- Request -
Copy the listing lines between the line holding "mountains and output its region." and the line holding "[0,210,71,287]", inclusive, substituting "shadowed cliff" for "dark rock face" and keeping everything else the same.

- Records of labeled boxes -
start

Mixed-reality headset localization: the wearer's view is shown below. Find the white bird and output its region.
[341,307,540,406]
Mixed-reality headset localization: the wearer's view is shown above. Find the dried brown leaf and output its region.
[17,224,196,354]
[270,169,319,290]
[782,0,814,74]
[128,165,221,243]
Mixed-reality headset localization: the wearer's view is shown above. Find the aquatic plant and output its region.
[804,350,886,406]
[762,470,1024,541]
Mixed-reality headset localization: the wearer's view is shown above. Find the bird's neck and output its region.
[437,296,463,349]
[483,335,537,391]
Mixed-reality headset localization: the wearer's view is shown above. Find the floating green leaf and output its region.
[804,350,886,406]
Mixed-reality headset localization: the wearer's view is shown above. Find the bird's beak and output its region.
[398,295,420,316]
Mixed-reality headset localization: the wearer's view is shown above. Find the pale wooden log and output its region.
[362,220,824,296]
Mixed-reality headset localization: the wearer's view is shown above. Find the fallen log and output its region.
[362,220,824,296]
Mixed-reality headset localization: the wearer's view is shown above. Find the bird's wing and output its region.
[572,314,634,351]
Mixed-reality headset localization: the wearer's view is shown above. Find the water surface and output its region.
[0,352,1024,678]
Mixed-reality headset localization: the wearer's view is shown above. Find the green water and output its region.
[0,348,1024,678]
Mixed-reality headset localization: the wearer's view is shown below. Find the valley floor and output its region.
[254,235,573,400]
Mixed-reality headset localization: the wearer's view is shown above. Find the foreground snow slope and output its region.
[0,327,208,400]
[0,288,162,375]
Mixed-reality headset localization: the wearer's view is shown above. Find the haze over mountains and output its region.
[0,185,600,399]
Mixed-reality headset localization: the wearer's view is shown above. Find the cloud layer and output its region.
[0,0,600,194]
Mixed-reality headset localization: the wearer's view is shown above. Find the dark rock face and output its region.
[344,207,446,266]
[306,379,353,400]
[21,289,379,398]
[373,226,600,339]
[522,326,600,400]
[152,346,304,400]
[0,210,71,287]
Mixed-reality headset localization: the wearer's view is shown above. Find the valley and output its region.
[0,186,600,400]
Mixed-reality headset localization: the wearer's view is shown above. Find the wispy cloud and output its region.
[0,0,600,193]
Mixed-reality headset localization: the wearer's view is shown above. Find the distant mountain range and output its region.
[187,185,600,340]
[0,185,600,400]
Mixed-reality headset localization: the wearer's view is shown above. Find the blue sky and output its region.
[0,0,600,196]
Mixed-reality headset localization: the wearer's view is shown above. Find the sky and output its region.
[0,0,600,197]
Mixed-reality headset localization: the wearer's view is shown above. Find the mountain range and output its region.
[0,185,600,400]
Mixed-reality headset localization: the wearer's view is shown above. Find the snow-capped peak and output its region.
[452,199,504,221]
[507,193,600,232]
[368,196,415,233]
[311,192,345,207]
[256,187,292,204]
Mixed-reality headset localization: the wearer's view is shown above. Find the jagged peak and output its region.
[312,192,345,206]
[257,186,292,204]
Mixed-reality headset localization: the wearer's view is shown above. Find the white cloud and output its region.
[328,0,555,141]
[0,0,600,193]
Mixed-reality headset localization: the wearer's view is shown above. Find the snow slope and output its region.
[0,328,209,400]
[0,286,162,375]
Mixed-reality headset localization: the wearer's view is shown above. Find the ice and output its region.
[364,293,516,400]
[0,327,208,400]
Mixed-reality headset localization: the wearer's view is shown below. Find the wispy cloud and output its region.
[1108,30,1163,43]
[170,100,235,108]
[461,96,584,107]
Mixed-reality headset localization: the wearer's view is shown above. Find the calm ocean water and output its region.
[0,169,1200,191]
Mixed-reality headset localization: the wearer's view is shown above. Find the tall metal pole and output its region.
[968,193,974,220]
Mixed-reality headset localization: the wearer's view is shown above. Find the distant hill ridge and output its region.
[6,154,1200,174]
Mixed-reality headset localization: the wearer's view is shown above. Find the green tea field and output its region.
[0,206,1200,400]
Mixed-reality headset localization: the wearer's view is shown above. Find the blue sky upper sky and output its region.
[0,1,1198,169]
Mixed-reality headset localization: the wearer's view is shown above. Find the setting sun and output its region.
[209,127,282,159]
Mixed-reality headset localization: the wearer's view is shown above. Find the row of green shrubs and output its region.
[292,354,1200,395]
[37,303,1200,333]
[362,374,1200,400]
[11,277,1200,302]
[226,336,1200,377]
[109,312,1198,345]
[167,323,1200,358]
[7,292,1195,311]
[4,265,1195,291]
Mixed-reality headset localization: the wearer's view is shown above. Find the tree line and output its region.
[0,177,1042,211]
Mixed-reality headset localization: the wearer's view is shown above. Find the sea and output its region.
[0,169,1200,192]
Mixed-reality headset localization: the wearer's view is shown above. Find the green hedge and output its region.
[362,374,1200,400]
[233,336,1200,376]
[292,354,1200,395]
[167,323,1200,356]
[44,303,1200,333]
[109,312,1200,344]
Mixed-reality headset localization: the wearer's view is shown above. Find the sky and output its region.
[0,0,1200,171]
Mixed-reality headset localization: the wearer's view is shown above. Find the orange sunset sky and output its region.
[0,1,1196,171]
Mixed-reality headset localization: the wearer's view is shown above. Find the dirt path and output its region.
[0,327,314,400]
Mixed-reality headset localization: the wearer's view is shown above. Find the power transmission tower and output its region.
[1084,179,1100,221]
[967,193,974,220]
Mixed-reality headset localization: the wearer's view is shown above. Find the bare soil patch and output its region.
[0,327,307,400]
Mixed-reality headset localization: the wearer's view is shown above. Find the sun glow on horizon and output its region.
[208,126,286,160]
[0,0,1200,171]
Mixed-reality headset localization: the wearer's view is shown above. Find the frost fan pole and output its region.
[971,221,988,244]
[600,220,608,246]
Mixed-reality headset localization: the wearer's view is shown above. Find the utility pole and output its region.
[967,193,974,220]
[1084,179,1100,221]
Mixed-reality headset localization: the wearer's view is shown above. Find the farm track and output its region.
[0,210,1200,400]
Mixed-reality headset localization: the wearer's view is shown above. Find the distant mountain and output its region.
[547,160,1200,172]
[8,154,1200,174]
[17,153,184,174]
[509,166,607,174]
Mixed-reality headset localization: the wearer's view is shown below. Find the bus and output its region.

end

- Answer to the exercise -
Mixed-reality headset localization: the wearer's view is shown above. Find the haze over mountains and output its region.
[0,185,600,399]
Mixed-reality headset localization: the wearer's view is shown above. Find the cloud layer and output its region.
[0,0,600,194]
Mixed-reality headset localization: the wearer's view is shown above. Find the shadowed cliff and output its region.
[344,207,446,266]
[306,379,353,400]
[21,289,379,398]
[373,226,600,339]
[522,326,600,400]
[152,346,304,400]
[0,210,71,287]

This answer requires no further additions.